What is asked
Extract every line of the records below that contains the string "woman", matching case exactly.

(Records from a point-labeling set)
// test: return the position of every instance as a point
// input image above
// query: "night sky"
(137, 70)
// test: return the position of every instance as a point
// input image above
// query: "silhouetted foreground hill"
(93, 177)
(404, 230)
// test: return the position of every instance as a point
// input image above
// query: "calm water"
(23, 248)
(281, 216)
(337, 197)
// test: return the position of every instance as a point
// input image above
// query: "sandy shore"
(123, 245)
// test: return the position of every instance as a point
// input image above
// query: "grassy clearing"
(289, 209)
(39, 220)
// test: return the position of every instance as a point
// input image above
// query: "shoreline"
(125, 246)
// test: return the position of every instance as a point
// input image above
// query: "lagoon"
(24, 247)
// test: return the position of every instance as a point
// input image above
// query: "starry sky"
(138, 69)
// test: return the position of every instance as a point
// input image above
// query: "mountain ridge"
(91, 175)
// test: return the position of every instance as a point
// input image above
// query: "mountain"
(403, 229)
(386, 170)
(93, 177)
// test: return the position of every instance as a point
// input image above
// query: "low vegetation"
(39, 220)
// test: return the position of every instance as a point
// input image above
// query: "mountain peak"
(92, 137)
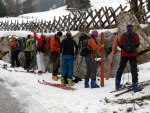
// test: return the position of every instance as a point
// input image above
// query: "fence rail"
(104, 17)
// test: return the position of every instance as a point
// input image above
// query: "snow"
(39, 98)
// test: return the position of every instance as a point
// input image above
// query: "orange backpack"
(13, 43)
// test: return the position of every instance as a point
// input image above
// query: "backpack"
(129, 44)
(20, 45)
(45, 47)
(13, 43)
(83, 45)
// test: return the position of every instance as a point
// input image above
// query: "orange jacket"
(13, 42)
(55, 44)
(93, 45)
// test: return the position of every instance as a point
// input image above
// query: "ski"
(32, 72)
(6, 69)
(131, 89)
(56, 85)
(102, 61)
(128, 86)
(111, 57)
(4, 66)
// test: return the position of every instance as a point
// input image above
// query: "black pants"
(14, 58)
(56, 62)
(133, 65)
(27, 59)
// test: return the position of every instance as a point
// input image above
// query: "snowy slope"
(38, 98)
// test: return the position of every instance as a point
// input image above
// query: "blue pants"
(67, 64)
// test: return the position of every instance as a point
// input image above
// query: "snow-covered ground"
(38, 98)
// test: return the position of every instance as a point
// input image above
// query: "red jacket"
(125, 54)
(39, 39)
(93, 45)
(55, 44)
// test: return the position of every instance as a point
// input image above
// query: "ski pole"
(102, 61)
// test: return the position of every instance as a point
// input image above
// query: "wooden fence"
(104, 17)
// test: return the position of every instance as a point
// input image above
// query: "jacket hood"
(42, 36)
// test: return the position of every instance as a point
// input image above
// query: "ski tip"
(102, 85)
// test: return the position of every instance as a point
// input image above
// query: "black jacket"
(67, 47)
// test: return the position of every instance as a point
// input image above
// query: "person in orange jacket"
(90, 60)
(39, 52)
(55, 54)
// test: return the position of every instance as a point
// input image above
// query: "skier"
(68, 56)
(90, 60)
(28, 50)
(131, 57)
(55, 58)
(14, 52)
(39, 52)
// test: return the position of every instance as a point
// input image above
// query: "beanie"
(129, 27)
(59, 33)
(68, 34)
(94, 32)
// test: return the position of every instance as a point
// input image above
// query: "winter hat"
(129, 27)
(42, 36)
(59, 33)
(94, 32)
(68, 34)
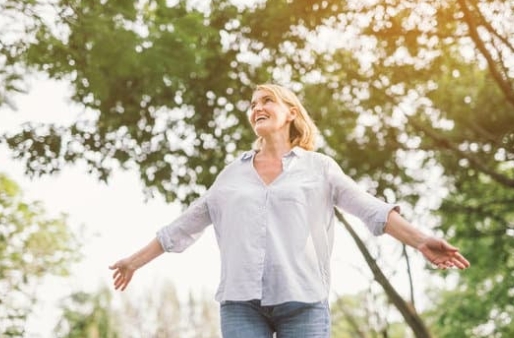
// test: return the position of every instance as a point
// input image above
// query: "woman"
(273, 215)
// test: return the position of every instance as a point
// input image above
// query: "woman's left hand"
(442, 254)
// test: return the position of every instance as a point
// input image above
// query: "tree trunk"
(408, 312)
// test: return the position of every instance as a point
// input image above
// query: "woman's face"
(269, 114)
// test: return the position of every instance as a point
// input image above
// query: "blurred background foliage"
(414, 99)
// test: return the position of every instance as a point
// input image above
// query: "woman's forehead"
(261, 93)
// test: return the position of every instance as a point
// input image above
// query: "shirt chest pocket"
(302, 192)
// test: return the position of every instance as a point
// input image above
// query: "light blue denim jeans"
(248, 319)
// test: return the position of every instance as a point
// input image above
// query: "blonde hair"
(303, 131)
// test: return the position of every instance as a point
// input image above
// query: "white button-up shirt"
(275, 240)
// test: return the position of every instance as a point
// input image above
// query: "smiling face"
(269, 114)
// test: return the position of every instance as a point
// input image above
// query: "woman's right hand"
(123, 272)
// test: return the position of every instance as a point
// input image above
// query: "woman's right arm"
(124, 268)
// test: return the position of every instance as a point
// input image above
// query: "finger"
(460, 261)
(448, 247)
(126, 283)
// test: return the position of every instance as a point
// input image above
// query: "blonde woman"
(273, 214)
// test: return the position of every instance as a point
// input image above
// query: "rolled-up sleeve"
(187, 228)
(351, 198)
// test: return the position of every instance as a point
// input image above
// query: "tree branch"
(408, 312)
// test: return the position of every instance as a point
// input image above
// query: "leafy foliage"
(399, 90)
(32, 246)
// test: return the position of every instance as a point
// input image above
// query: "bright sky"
(118, 221)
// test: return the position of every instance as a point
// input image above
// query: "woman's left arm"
(437, 251)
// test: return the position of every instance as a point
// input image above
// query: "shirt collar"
(297, 151)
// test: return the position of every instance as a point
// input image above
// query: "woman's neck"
(274, 149)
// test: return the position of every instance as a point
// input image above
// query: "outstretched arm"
(437, 251)
(124, 268)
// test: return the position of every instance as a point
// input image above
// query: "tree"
(87, 316)
(32, 246)
(404, 89)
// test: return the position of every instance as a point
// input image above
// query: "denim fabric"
(249, 319)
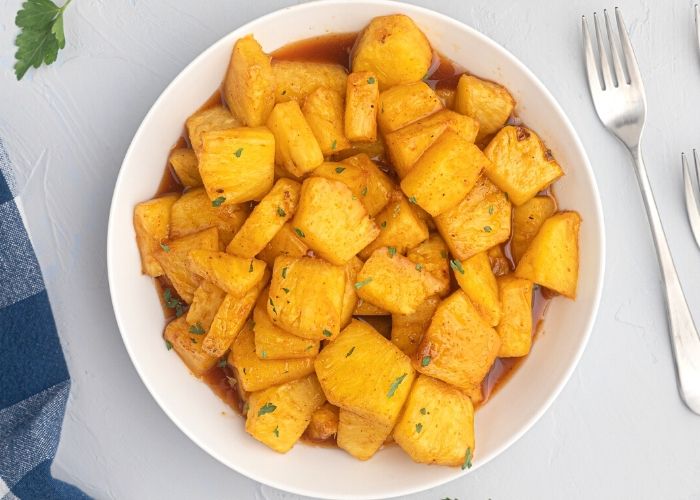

Exercise result
// query: "woman"
// query: "woman's left hand"
// query: "woman's face"
// query: "woman's forehead"
// query: "woman's right hand"
// query: "woman's right arm"
// query: "blonde woman"
// query: "woman's left arm"
// query: "woman's neck"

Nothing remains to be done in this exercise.